Collected data
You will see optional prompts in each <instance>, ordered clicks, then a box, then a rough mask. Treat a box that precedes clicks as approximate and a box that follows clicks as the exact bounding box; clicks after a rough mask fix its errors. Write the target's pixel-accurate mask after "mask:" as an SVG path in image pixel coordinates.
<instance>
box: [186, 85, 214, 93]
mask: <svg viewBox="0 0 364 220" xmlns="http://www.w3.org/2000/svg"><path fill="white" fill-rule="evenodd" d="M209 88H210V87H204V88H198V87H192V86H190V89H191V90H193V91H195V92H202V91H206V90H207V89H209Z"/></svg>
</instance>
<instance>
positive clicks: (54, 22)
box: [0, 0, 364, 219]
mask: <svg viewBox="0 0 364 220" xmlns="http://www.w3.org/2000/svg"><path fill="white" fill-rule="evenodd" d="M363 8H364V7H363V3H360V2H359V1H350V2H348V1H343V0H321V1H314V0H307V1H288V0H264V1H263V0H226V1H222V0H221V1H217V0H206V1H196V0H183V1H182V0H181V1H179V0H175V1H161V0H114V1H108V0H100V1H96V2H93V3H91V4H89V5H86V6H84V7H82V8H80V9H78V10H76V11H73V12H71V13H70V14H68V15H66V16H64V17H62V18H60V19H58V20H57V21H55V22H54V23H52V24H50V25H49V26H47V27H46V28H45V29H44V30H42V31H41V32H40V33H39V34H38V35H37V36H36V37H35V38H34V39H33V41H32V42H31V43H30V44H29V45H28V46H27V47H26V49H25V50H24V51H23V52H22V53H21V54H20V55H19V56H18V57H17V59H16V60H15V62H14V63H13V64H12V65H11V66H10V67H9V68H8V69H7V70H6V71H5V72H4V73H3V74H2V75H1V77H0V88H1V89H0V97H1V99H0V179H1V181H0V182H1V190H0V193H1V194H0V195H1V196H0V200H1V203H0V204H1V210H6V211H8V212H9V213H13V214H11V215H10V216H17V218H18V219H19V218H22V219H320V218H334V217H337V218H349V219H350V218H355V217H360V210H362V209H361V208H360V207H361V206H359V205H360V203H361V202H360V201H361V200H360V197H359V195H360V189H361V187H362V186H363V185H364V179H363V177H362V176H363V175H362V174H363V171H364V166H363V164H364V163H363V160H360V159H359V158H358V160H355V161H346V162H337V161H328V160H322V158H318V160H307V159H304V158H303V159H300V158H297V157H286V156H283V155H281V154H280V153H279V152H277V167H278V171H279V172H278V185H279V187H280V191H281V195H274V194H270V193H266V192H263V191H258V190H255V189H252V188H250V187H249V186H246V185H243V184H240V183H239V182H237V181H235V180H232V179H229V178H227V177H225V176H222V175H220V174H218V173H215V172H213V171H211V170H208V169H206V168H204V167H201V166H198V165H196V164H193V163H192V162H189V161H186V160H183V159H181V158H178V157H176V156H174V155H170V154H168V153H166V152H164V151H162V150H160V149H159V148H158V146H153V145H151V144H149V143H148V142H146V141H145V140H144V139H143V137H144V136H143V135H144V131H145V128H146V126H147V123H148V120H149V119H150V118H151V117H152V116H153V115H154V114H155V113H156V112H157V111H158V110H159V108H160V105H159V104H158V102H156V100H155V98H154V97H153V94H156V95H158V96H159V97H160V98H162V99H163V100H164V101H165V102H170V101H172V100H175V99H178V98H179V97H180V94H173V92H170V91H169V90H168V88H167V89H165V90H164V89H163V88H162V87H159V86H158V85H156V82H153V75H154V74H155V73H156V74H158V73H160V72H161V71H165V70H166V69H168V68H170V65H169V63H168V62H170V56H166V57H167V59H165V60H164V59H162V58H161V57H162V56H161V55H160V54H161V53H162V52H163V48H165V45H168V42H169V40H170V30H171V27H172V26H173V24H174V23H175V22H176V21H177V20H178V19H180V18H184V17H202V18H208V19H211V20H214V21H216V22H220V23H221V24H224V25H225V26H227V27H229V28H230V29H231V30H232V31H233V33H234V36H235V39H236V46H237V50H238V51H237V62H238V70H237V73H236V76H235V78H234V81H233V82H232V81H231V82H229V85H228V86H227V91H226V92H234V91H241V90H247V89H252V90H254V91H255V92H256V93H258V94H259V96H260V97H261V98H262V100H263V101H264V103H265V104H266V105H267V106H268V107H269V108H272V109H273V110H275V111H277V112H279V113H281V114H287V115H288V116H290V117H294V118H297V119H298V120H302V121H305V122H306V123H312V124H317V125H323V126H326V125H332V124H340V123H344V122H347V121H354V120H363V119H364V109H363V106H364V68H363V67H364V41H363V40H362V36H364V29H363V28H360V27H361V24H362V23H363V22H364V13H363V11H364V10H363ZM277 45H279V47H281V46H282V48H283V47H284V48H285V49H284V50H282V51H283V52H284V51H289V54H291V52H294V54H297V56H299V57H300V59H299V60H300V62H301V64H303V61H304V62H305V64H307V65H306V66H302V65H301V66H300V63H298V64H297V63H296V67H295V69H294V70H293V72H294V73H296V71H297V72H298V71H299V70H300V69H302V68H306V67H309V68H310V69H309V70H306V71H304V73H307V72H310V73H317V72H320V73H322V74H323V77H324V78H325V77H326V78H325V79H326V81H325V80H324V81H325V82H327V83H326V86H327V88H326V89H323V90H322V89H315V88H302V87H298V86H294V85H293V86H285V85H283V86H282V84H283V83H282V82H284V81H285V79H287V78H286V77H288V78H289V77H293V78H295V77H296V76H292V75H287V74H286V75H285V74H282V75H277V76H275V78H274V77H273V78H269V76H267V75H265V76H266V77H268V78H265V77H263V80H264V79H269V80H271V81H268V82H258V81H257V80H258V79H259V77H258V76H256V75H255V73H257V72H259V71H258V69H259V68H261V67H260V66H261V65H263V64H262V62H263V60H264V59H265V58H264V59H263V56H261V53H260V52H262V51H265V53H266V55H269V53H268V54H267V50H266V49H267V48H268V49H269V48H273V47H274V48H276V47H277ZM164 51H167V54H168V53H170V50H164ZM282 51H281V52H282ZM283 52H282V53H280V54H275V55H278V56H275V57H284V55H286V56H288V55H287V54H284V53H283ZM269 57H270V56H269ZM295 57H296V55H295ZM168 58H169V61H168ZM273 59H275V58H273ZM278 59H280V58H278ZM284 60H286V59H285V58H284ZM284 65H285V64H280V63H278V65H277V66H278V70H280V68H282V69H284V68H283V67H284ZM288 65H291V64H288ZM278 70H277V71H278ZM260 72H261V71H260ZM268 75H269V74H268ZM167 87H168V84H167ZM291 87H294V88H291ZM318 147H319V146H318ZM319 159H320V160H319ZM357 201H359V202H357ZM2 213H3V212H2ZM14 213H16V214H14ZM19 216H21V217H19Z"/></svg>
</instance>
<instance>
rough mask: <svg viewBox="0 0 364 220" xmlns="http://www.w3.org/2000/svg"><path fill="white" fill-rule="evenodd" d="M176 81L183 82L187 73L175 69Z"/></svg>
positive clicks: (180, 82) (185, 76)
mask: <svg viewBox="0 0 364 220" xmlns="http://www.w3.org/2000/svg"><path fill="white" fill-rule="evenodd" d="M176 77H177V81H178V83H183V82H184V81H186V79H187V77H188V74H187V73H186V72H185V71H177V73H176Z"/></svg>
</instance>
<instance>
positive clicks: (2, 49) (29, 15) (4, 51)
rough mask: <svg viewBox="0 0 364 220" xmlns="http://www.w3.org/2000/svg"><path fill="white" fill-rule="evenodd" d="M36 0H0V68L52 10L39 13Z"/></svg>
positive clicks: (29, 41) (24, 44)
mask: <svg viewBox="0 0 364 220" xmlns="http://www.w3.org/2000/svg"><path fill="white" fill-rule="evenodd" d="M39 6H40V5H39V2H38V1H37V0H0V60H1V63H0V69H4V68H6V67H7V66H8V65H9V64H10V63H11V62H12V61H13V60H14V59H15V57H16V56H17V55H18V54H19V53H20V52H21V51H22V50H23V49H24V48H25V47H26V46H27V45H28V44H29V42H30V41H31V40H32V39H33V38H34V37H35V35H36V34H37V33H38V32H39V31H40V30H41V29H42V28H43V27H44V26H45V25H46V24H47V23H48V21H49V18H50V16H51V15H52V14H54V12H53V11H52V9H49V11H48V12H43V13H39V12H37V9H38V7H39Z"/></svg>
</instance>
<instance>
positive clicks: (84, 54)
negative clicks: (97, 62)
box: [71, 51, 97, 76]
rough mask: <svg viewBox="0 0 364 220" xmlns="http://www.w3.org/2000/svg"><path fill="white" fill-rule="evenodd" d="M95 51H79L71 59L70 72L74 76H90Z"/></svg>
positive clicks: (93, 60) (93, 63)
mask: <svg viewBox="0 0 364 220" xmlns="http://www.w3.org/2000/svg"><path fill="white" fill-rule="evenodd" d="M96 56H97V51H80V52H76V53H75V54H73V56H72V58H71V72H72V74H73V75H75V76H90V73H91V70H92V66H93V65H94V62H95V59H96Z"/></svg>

* * *

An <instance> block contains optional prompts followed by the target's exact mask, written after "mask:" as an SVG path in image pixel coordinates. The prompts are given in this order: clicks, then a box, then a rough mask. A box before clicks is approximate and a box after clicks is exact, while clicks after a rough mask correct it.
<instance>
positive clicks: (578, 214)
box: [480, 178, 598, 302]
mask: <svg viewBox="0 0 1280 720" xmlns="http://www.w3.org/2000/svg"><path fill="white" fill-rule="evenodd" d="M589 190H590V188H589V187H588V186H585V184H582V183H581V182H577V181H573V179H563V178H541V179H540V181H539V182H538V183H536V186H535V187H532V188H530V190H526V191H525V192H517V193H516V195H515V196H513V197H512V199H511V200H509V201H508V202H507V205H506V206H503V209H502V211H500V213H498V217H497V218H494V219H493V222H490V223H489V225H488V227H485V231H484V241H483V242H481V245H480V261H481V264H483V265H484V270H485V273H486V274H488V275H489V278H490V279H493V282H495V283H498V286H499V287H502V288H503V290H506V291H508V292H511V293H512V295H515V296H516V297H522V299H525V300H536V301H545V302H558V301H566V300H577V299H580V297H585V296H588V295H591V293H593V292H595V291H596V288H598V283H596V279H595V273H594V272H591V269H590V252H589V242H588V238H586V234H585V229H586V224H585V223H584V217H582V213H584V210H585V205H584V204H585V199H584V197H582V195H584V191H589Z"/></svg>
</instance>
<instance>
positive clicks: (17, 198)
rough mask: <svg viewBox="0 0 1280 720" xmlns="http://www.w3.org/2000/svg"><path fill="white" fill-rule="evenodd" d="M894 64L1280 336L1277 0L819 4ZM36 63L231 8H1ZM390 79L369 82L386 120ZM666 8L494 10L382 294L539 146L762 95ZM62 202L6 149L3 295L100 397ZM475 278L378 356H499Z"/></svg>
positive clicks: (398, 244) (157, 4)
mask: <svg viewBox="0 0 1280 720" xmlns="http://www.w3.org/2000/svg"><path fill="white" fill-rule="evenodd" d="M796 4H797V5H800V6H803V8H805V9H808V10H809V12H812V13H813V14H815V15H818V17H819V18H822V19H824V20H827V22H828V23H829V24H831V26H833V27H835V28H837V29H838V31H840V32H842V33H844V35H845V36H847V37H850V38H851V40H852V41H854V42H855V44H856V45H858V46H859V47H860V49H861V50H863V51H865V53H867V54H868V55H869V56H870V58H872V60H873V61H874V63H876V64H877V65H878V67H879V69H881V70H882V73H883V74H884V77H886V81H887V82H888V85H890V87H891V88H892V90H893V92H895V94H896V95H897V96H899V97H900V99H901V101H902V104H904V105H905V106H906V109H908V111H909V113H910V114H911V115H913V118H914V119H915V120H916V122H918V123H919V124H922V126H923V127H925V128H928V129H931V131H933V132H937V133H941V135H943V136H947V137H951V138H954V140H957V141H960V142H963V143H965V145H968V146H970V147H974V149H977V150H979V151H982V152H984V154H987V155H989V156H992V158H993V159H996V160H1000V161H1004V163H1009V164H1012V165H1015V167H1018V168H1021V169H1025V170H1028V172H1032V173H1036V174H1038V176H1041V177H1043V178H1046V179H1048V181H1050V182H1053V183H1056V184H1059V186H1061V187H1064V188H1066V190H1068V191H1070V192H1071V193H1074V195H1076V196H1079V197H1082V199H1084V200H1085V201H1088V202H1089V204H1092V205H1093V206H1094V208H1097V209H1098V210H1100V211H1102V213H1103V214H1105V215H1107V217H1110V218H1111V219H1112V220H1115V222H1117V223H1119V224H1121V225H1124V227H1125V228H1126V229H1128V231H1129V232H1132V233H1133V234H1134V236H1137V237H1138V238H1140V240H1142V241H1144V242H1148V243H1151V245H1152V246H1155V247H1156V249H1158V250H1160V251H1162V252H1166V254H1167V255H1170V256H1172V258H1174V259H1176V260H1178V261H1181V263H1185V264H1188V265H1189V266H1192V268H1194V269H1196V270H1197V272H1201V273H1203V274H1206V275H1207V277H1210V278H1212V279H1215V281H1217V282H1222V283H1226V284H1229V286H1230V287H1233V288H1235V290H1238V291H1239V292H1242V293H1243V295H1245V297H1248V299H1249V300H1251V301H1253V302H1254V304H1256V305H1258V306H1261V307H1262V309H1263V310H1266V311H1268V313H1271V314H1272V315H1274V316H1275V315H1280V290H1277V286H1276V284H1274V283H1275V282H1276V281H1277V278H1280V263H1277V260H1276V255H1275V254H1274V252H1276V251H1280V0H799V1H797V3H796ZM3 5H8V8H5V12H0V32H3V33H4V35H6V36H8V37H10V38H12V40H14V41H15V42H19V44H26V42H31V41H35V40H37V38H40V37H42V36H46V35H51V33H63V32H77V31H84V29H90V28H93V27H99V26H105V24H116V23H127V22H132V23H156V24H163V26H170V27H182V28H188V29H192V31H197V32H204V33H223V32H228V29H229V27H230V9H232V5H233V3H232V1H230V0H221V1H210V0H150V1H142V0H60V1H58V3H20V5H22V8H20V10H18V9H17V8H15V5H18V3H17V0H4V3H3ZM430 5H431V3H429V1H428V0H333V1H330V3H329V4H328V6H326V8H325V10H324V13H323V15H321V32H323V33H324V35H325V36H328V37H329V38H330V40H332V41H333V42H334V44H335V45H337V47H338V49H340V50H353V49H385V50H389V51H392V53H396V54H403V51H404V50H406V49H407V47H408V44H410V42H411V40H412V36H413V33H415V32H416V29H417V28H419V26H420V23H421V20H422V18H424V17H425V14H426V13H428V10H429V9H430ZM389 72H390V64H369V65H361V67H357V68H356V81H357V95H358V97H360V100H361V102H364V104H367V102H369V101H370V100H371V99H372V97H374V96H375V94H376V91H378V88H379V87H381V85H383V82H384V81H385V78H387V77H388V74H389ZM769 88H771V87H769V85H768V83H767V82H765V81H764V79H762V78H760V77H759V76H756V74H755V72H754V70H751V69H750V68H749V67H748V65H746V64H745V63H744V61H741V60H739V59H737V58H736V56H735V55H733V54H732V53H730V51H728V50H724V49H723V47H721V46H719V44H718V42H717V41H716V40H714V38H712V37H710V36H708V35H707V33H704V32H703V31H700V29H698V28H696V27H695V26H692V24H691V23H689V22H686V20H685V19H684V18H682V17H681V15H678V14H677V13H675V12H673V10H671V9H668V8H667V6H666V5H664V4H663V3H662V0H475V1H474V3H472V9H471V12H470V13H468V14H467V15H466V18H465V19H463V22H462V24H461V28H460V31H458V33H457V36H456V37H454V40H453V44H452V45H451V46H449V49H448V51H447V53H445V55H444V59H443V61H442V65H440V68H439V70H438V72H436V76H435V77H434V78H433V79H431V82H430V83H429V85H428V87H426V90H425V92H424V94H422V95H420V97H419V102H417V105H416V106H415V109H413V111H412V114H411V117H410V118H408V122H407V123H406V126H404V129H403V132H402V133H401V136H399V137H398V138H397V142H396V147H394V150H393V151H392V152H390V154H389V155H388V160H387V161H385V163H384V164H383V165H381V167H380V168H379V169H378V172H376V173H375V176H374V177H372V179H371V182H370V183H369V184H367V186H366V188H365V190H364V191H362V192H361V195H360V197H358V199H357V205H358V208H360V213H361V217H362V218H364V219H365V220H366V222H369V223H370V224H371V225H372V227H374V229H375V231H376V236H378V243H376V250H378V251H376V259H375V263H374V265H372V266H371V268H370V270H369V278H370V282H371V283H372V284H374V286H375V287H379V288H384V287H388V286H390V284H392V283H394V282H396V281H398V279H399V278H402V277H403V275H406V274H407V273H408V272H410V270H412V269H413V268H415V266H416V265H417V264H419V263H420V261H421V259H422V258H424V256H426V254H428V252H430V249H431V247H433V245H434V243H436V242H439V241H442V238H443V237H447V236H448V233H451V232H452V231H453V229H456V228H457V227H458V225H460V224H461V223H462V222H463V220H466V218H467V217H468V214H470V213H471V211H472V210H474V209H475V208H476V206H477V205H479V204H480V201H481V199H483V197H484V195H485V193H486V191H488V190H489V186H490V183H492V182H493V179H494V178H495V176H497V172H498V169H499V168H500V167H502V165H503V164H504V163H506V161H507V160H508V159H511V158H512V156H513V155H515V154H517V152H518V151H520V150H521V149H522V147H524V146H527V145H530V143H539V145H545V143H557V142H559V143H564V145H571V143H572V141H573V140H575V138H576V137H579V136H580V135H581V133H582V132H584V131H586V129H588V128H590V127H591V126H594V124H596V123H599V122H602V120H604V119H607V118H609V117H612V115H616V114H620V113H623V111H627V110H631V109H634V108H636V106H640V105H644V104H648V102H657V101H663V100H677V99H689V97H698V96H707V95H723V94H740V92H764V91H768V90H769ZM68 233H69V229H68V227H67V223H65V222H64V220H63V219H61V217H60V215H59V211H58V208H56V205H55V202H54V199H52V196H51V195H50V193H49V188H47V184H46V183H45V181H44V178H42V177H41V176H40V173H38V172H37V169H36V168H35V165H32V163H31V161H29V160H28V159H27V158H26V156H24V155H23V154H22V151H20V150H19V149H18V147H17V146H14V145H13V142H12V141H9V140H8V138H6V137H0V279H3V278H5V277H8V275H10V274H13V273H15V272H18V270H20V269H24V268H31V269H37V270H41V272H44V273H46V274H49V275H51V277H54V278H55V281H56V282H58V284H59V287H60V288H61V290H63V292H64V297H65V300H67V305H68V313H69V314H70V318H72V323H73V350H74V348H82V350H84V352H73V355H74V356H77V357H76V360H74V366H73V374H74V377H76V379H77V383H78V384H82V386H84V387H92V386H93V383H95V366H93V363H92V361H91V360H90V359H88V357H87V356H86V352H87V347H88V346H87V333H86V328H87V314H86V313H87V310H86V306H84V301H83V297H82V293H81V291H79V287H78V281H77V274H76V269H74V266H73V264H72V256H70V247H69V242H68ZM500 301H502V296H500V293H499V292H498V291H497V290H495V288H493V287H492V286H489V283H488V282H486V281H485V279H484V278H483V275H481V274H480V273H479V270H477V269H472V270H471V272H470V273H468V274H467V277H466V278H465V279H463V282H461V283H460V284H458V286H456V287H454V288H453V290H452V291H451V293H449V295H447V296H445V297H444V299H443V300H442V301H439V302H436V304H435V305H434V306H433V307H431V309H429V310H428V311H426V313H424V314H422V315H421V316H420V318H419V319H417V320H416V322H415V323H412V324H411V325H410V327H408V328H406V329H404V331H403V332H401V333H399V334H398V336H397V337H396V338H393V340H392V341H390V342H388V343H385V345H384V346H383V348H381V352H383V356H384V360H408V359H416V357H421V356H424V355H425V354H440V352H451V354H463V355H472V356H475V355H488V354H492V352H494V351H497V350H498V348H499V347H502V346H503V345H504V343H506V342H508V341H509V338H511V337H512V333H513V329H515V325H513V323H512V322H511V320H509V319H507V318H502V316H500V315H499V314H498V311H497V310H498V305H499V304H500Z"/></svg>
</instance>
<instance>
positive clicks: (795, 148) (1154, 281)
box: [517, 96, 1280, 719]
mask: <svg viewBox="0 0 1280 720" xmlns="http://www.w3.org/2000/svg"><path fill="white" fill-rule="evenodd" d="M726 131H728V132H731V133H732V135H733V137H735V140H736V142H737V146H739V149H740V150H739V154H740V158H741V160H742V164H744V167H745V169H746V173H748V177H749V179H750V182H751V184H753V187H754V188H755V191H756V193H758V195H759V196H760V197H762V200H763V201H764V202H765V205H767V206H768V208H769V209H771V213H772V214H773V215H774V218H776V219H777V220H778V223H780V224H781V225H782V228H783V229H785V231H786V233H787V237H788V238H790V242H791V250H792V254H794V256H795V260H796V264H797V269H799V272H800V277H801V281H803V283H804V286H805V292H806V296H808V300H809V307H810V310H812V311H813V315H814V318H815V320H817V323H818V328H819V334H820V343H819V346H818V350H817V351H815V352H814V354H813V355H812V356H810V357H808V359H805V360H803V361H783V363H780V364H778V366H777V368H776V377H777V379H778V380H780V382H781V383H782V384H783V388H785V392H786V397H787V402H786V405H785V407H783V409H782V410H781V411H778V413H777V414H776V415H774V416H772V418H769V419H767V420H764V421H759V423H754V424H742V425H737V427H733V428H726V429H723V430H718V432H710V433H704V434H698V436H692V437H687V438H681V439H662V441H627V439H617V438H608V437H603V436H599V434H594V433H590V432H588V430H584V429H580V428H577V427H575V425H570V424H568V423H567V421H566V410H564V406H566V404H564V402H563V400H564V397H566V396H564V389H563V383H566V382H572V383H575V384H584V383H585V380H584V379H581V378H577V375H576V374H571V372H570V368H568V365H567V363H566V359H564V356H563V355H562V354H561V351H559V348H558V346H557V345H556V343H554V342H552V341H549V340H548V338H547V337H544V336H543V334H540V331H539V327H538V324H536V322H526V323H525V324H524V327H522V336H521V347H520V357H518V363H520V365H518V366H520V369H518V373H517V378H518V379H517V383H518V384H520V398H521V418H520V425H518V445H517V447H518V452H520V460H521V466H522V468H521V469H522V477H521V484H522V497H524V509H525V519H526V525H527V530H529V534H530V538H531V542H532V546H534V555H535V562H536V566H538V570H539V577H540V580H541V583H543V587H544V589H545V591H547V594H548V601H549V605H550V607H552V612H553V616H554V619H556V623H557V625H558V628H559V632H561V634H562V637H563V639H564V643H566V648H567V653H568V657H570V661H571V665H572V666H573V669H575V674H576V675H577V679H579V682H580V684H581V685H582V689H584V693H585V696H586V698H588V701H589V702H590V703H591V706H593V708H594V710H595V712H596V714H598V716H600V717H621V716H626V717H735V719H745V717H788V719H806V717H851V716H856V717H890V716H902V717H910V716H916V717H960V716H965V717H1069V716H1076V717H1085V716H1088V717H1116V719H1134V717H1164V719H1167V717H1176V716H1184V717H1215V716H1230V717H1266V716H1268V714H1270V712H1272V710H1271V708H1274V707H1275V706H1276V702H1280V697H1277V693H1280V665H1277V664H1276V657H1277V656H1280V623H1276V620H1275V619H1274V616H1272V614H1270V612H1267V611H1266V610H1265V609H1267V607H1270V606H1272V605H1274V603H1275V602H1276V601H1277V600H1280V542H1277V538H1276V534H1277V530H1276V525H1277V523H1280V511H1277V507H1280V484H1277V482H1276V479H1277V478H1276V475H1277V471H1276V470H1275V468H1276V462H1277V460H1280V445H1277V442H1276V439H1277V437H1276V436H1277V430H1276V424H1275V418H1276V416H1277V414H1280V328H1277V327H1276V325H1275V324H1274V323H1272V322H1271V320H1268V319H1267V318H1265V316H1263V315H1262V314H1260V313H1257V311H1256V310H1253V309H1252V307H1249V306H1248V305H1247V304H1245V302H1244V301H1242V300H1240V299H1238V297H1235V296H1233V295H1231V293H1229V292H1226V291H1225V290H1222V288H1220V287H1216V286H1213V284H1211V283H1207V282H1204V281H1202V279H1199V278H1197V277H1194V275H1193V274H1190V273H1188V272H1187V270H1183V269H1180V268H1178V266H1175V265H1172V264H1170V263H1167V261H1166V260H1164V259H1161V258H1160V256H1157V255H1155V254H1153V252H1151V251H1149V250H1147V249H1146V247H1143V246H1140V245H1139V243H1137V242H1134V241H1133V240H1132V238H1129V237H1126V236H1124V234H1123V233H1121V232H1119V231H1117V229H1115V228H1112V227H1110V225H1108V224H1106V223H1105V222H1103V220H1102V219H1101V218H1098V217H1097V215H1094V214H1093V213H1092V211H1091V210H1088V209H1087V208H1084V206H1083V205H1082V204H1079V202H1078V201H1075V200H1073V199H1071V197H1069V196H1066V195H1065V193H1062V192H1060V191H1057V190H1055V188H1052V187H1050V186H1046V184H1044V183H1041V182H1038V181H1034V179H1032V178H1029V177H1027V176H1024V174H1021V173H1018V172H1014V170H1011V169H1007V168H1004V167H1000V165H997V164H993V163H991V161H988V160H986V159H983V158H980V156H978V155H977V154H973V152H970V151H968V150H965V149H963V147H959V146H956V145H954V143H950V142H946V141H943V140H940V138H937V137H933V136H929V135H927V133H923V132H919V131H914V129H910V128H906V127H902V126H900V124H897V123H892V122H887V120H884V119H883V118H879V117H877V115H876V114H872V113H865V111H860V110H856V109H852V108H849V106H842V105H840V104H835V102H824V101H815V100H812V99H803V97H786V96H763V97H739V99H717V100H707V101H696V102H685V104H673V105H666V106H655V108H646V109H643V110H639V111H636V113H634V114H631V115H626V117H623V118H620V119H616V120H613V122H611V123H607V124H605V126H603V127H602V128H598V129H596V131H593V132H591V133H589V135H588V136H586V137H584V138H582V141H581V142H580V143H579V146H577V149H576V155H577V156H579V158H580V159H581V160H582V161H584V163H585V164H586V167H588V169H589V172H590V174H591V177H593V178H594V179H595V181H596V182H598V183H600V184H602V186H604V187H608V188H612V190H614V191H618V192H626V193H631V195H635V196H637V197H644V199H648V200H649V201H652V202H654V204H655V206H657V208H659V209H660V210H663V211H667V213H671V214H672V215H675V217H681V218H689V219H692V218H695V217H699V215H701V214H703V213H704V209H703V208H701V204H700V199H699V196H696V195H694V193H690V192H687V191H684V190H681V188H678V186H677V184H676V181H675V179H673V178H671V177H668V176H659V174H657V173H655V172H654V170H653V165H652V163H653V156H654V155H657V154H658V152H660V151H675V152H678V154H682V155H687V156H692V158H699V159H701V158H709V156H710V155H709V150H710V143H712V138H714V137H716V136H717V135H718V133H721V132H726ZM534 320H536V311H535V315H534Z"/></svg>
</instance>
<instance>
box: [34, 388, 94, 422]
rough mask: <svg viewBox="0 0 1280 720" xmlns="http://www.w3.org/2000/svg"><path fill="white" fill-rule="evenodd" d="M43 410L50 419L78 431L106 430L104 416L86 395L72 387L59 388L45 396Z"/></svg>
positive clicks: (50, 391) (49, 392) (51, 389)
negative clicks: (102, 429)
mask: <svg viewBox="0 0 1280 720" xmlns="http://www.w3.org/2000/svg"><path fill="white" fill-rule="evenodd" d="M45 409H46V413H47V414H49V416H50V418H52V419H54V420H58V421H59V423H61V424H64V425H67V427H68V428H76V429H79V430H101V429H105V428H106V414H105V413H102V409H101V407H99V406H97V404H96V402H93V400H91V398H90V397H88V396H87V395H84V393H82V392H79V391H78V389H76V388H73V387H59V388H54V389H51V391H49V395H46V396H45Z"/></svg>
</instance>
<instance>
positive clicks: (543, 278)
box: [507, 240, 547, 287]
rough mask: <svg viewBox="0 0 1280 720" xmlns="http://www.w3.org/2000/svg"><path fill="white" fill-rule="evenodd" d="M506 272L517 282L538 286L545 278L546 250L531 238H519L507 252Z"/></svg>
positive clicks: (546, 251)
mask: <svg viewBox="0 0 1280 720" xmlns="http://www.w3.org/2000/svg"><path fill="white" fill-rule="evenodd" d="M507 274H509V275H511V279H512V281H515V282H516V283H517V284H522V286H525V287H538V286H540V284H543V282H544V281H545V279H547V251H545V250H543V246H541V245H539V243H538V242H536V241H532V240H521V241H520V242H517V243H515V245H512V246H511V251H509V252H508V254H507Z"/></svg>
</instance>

--- TASK DESCRIPTION ---
Tally the lines of the data that contain the word "after", and give only that tally.

--- RESPONSE TO THIS EXERCISE ---
2